**MATERIAL FOR THIS EXERCISE:**
--------------------------------

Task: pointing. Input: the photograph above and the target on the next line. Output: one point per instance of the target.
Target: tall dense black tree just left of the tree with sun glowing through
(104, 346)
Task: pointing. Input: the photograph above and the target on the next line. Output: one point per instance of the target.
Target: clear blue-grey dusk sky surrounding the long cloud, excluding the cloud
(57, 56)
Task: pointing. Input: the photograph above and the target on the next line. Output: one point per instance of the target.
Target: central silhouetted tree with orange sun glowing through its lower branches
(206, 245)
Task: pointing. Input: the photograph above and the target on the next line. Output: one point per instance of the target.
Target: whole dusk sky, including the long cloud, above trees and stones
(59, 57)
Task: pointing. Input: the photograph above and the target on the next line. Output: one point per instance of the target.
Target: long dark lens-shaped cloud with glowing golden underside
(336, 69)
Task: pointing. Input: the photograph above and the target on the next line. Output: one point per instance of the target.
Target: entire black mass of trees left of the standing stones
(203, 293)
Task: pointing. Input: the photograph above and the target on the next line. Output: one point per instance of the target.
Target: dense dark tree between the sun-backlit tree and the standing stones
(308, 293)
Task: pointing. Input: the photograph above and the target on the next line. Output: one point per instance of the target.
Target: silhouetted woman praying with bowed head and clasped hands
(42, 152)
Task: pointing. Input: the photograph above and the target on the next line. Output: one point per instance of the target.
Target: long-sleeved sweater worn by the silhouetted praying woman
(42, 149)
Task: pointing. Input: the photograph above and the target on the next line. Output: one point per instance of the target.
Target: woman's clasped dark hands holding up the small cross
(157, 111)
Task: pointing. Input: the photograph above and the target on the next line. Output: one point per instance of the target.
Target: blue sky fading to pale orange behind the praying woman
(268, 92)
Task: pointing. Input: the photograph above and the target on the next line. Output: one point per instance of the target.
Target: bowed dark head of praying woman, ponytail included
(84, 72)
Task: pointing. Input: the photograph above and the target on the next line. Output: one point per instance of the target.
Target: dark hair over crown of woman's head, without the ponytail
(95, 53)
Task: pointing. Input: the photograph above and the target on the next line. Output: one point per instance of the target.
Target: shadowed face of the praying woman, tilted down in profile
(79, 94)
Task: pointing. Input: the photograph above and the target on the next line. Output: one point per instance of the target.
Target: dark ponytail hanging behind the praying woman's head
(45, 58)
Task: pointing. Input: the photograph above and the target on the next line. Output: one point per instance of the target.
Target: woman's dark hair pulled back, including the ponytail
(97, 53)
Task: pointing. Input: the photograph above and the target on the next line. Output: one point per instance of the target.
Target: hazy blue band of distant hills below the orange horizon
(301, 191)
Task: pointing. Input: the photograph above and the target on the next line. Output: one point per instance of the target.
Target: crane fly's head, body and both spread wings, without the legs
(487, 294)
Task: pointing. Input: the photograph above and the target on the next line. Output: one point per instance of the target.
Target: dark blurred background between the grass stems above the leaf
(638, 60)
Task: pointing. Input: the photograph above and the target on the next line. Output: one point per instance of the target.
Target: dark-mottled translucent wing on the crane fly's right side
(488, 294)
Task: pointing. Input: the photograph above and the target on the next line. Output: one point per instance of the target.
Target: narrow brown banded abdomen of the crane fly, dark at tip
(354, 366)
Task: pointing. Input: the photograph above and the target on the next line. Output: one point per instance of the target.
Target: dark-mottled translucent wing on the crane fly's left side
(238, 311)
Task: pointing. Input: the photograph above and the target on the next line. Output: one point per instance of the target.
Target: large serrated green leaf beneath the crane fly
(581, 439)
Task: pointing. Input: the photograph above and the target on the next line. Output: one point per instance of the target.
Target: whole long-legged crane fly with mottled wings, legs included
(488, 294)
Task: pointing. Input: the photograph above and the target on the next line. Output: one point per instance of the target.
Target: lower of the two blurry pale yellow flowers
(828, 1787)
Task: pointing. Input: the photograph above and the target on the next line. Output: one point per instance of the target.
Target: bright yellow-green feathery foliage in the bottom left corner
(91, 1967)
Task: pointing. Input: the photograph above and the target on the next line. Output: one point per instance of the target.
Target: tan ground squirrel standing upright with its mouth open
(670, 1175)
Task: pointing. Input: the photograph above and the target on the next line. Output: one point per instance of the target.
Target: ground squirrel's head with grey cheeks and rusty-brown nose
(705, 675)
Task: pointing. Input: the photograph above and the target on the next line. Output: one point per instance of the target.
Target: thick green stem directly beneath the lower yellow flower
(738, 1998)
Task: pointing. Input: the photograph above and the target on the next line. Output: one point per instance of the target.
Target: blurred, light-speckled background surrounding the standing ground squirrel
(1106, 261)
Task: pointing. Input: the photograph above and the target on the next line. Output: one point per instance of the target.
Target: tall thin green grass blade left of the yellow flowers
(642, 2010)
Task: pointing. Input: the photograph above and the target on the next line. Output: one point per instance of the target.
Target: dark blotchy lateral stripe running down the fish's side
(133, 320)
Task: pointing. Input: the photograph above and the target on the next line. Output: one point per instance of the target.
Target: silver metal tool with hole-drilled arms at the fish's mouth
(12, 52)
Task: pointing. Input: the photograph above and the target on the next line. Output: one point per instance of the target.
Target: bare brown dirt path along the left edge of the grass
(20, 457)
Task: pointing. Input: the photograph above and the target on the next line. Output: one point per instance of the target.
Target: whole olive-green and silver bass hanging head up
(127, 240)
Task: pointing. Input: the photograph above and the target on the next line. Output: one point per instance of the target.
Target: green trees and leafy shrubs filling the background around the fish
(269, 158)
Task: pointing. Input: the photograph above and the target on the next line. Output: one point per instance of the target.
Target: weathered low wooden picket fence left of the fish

--------------------------------

**YOUR ASSIGNMENT:** Transcribe the full listing, word for word.

**RESULT FOR THIS TASK:**
Task: pointing. Input: the photograph above and the target on the next line. Output: one point per instance of the target.
Target: tall dense black tree just left of the tree with sun glowing through
(104, 346)
Task: pointing. Input: the photograph above and the target on the next line. Output: one point per instance of the target.
Target: clear blue-grey dusk sky surrounding the long cloud, excluding the cloud
(57, 56)
Task: pointing. Input: the photograph above and the target on the next line. Output: one point per instance of the target.
Target: central silhouetted tree with orange sun glowing through its lower branches
(206, 245)
Task: pointing. Input: the photograph above and the target on the next line. Output: one point per instance of the target.
Target: whole dusk sky, including the long cloud, above trees and stones
(59, 57)
Task: pointing. Input: the photograph above and the target on the next line. Output: one point per instance of the target.
Target: long dark lens-shaped cloud with glowing golden underside
(336, 69)
Task: pointing. Input: the photograph above and the target on the next line. Output: one point per instance of the target.
Target: entire black mass of trees left of the standing stones
(203, 293)
Task: pointing. Input: the photograph above and the target on the next line. Output: one point per instance of the target.
Target: dense dark tree between the sun-backlit tree and the standing stones
(308, 293)
Task: pointing. Input: the photograph above and the target on the next line. Output: one point per instance of the target.
Target: silhouetted woman praying with bowed head and clasped hands
(42, 152)
Task: pointing. Input: the photograph above and the target on the next line. Output: one point per instance of the target.
Target: long-sleeved sweater worn by the silhouetted praying woman
(42, 149)
Task: pointing. Input: the photograph above and the target on the next line. Output: one point per instance of the target.
Target: woman's clasped dark hands holding up the small cross
(157, 111)
Task: pointing. Input: the photograph above and the target on the next line. Output: one point per instance of the target.
Target: blue sky fading to pale orange behind the praying woman
(268, 92)
Task: pointing. Input: the photograph above and the target on the next line. Output: one point per instance of the target.
Target: bowed dark head of praying woman, ponytail included
(84, 72)
Task: pointing. Input: the photograph above and the target on the next line. Output: one point per instance of the target.
Target: dark hair over crown of woman's head, without the ponytail
(95, 53)
Task: pointing. Input: the photograph above and the target on the next line. Output: one point per instance of the target.
Target: shadowed face of the praying woman, tilted down in profile
(79, 94)
Task: pointing. Input: the photograph above and the target on the next line. Output: one point per instance of the target.
Target: dark ponytail hanging behind the praying woman's head
(45, 58)
Task: pointing. Input: the photograph above and the target on the next line. Output: one point per instance of the target.
Target: woman's dark hair pulled back, including the ponytail
(97, 53)
Task: pointing. Input: the photograph above and the target on the next line. Output: one point per instance of the target.
Target: hazy blue band of distant hills below the orange horizon
(301, 191)
Task: pointing. Input: the photograph above and the target on the next line. Output: one point per instance of the target.
Target: crane fly's head, body and both spread wings, without the legs
(487, 294)
Task: pointing. Input: the photograph above and the target on the next line. Output: one point per instance of the target.
Target: dark blurred background between the grass stems above the leaf
(638, 60)
Task: pointing. Input: the photograph above and the target on the next line. Output: one point per instance of the target.
Target: dark-mottled translucent wing on the crane fly's right side
(488, 294)
Task: pointing. Input: the photograph above and the target on the next line. Output: one point per instance of the target.
Target: narrow brown banded abdomen of the crane fly, dark at tip
(354, 366)
Task: pointing. Input: the photograph above and the target on the next line. Output: one point per instance of the target.
Target: dark-mottled translucent wing on the crane fly's left side
(238, 311)
Task: pointing. Input: the photograph above and the target on the next line. Output: one point per instance of the target.
Target: large serrated green leaf beneath the crane fly
(581, 439)
Task: pointing. Input: the photograph above and the target on the next line. Output: one point per instance of the target.
Target: whole long-legged crane fly with mottled wings, legs included
(488, 294)
Task: pointing. Input: the photograph above and the target on the next line. Output: one point per instance of the target.
Target: lower of the two blurry pale yellow flowers
(828, 1787)
Task: pointing. Input: the photograph above and the target on the next line. Output: one point per instance of the target.
Target: bright yellow-green feathery foliage in the bottom left corner
(91, 1967)
Task: pointing. Input: the photograph above and the target on the next line. Output: one point per instance of the target.
Target: tan ground squirrel standing upright with its mouth open
(670, 1175)
Task: pointing. Input: the photograph above and the target on the next line. Output: one point per instance of the target.
Target: ground squirrel's head with grey cheeks and rusty-brown nose
(705, 675)
Task: pointing. Input: the photograph above and the target on the next line. Output: one point per instance of the target.
Target: thick green stem directly beneath the lower yellow flower
(738, 1998)
Task: pointing. Input: the photograph above and the target on the next line. Output: one point per instance of the target.
Target: blurred, light-speckled background surrounding the standing ground squirrel
(1106, 261)
Task: pointing. Input: the photograph above and the target on the next line. Output: one point per instance of the target.
Target: tall thin green grass blade left of the yellow flowers
(642, 2010)
Task: pointing. Input: the photograph above and the target on the next line. Output: one point per instance of the target.
Target: dark blotchy lateral stripe running down the fish's side
(133, 320)
Task: pointing. Input: the photograph above and the target on the next line. Output: one point per instance of the target.
Target: silver metal tool with hole-drilled arms at the fish's mouth
(12, 52)
Task: pointing. Input: the photograph above and the target on the next line. Output: one point per instance of the target.
Target: bare brown dirt path along the left edge of the grass
(20, 457)
Task: pointing. Input: the photograph above and the target on the next line. Output: one point per instance of the target.
Target: whole olive-green and silver bass hanging head up
(127, 240)
Task: pointing. Input: the photograph above and the target on the next line. Output: one point per instance of the target.
Target: green trees and leafy shrubs filling the background around the fish
(269, 158)
Task: pointing. Input: the photograph above and the target on the next line. Output: one point per instance of the target.
Target: weathered low wooden picket fence left of the fish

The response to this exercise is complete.